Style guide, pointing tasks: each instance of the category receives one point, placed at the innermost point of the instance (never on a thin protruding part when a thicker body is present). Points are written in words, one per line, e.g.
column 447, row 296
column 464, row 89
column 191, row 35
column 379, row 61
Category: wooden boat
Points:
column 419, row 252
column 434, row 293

------------------------

**PROMPT:**
You are asked to reproduce word for word the line containing "column 191, row 35" and every subsequent line through the end of the entries.

**TASK ANSWER:**
column 191, row 35
column 379, row 61
Category: wooden boat
Points:
column 419, row 252
column 434, row 293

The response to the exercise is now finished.